Extract to read:
5 Things You Didn't Know About Coquitlam

1 - Originally Inhabited by the Coast Salish People

With a rich history that stretches back further than the arrival of Europeans, the area that now holds the name Coquitlam was occupied by the Coast Salish people as far back as 9,000 years ago. The name Kwikwetem where the modern word Coqutilam owes its origins is thought to mean "red fish up the river" which may be a reference to the migration of salmon.

Despite its ancient roots, it was Simon Fraser who first referenced the area in 1808. This was followed by a settling effort many decades later and was used as a middle-point stop for those traveling to the North Road.

5 Things You Didn't Know About Coquitlam

2 - Geographically shaped like an Hourglass

The story may vary depending who tells it but if you were to look at a map of Coquitlam you would likely notice how the top and bottom areas are wider than the centre. In this way there are many who assert that, geographically, Coquitlam has an hourglass shape. The area locally-known as "The Bump" is a plateau with larger homes and luxuries. "The Bump", otherwise known as Austin Heights has a variety of activities to offer residents and visitors, including Como Lake, a famous fishing and recreation area.

5 Things You Didn't Know About Coquitlam

3 - Grew Substantially Thanks to Fraser Mills

While Coquitlam was incorporated in 1908, the story before that period shows that the municipality that preceded it grew aggressive from the period of 1889 thanks largely to the efforts of Frank Ross and James McLaren's Fraser Mills. At a cost of $350,000 it was one of the more sophisticated lumber mills in the area. Over the decades that followed the area blossomed and at the time of its incorporation the District of Coquitlam had 20 houses, a post office, store, office block, hospital, barber, and pool hall.

Data extracts:
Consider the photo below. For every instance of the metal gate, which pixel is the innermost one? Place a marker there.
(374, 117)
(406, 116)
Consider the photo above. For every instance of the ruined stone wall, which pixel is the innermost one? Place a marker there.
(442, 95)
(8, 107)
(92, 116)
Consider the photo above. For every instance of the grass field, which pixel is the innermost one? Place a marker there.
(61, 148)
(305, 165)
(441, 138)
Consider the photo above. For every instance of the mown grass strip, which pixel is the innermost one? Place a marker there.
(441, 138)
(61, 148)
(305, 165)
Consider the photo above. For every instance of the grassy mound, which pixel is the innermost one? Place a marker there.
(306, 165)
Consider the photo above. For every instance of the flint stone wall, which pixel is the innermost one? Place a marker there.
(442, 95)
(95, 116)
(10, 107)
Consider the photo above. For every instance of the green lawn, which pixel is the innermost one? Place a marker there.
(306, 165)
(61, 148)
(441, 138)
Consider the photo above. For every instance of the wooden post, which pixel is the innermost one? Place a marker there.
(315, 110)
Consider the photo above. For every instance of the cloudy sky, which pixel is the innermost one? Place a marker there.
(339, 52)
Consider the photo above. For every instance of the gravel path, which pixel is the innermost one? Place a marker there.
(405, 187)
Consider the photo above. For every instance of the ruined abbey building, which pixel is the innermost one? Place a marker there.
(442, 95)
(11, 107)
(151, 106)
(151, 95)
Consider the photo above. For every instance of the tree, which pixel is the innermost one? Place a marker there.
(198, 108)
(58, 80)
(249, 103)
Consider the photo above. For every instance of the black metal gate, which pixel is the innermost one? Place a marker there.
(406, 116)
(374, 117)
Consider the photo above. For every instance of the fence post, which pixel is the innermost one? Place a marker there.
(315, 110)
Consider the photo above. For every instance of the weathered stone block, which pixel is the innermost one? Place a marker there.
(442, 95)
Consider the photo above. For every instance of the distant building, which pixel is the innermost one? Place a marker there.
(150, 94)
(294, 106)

Exercise A:
Copy the Coquitlam text from "With a rich" to "the North Road.", swapping "middle-point" for "halfway".
Exercise B:
According to the Coquitlam text, in what year was Coquitlam incorporated?
The lines after the Coquitlam text are separate material.

Written reply A:
With a rich history that stretches back further than the arrival of Europeans, the area that now holds the name Coquitlam was occupied by the Coast Salish people as far back as 9,000 years ago. The name Kwikwetem where the modern word Coqutilam owes its origins is thought to mean "red fish up the river" which may be a reference to the migration of salmon.

Despite its ancient roots, it was Simon Fraser who first referenced the area in 1808. This was followed by a settling effort many decades later and was used as a halfway stop for those traveling to the North Road.

Written reply B:
1908